====== INPUT MATERIAL

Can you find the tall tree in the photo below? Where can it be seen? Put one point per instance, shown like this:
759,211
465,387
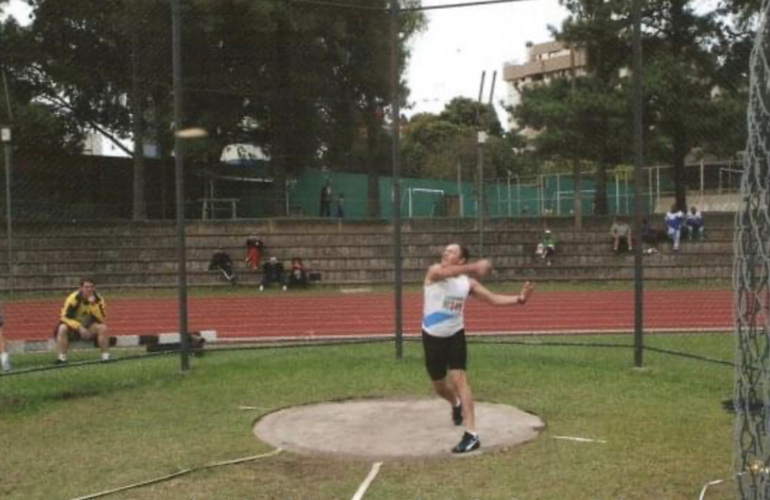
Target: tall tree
600,28
680,80
265,72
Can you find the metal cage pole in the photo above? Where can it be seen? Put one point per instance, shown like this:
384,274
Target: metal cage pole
396,109
176,29
638,163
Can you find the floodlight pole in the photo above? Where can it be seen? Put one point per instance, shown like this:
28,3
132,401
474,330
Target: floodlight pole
176,29
5,137
480,139
395,157
638,164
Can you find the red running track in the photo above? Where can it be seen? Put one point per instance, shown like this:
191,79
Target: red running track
305,315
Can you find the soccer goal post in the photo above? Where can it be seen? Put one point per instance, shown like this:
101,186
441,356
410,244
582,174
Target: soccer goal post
422,202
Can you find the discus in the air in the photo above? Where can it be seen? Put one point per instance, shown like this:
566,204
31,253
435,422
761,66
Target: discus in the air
192,133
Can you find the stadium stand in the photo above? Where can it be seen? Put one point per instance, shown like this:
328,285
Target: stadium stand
143,255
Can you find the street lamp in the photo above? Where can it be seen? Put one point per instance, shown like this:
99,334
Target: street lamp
5,138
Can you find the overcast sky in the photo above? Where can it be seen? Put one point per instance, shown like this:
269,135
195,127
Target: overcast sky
449,57
458,44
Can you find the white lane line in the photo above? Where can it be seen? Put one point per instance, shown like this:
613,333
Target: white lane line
365,485
579,439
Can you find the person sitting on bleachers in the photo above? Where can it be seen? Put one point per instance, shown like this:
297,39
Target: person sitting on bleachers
694,224
621,235
222,262
547,247
674,219
650,237
272,272
297,274
254,248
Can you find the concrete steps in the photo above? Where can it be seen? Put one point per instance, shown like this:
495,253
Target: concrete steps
144,255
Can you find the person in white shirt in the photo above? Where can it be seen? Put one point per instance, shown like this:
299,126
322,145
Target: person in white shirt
446,287
694,224
674,219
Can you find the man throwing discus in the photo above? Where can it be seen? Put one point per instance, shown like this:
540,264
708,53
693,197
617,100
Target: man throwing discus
446,287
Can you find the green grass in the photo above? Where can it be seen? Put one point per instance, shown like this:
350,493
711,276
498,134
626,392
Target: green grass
67,433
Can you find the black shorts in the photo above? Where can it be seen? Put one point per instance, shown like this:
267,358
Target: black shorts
73,335
444,353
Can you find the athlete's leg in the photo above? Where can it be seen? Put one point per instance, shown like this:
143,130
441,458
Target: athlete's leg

============

AIM OF THE TASK =>
Quote all of the entries word for word, omitting any pictures.

WRITTEN SOLUTION =>
Can you find the tall tree in the photo below? Where can it be seen? Put one point per instance, shown like this:
759,211
465,387
Target: tall tree
600,28
680,80
265,72
Can you find the metal cage pole in the photo above? Where can it be seen? Put one point per instance, shown like this:
384,274
Target: metal cage pole
396,109
176,29
638,163
Can you find the floodlight pole in the photo above? Where can it be seen? Put one point per instance, shown like this:
28,3
132,401
474,330
Target: floodlight pole
176,29
5,137
480,139
395,157
638,164
Can you find the red running track in the photo above? Where can it be seen? Put one point per instance, shown like this:
191,79
Target: red running track
305,315
Can you find the soccer goal post in the photo above? Where can it be seen? Put one point per instance, shown like this:
101,186
441,356
410,244
582,174
Target: soccer goal post
422,202
Can you find the discus in the air in the photo above? Where can it be seen? Put one point per instance, shown like this:
566,204
31,253
435,422
761,66
Target: discus in the air
192,133
Can you find the stadium stand in the photo above? Where can it be seen? Put one point per instance, shown like this:
328,285
Target: stadium stand
143,255
Can you find the street lamp in the photo above? Where can it be seen? Put one point per instance, shown like this:
99,334
Target: street lamp
5,138
Can you find the overcast sky in the photo above? Where can it be seen? Put one point per instance, shown like this:
269,135
195,127
Target: overcast sky
449,57
458,44
Can you find the white lane line in the photo above? Where can it be seen? Put one point per instance, shown like this:
613,333
Target: white lane line
365,485
579,439
Can you find the person sitting on bleachers in the photo above? Where can it be seen? Put one point per instance, shown like this:
297,39
Target: person sitting on bleachers
694,224
621,235
222,262
547,247
674,219
650,237
272,272
297,274
254,248
Can you find the concrete steps in the photo above? Where can it be seen? Put one point per instance, shown like this:
495,253
Target: concrete steps
144,255
Can you find the person in white shirt in the photo above? Where can it be seen? Put one point per instance, shown like this:
299,126
322,145
Target: person in white shirt
446,287
694,224
674,219
Can you find the man throwing discus in the photo above? Where can it be seen? Put one point per instance, shown like this:
540,264
708,53
693,197
617,100
Target: man throwing discus
446,287
Can you find the green grass in the photo above? Where can it be seen? Put one point per instance, shown like this:
350,493
711,276
498,134
626,392
Target: green grass
67,433
Can you find the black shorts in the photo above? Where can it be seen? Put one point per instance, shown like this:
267,358
Target: black shorts
73,335
444,353
Can you find the athlete's leg in the photo above? Where can it be seen? Put one point per instance, shown like this:
143,130
441,458
Target: athlete's leg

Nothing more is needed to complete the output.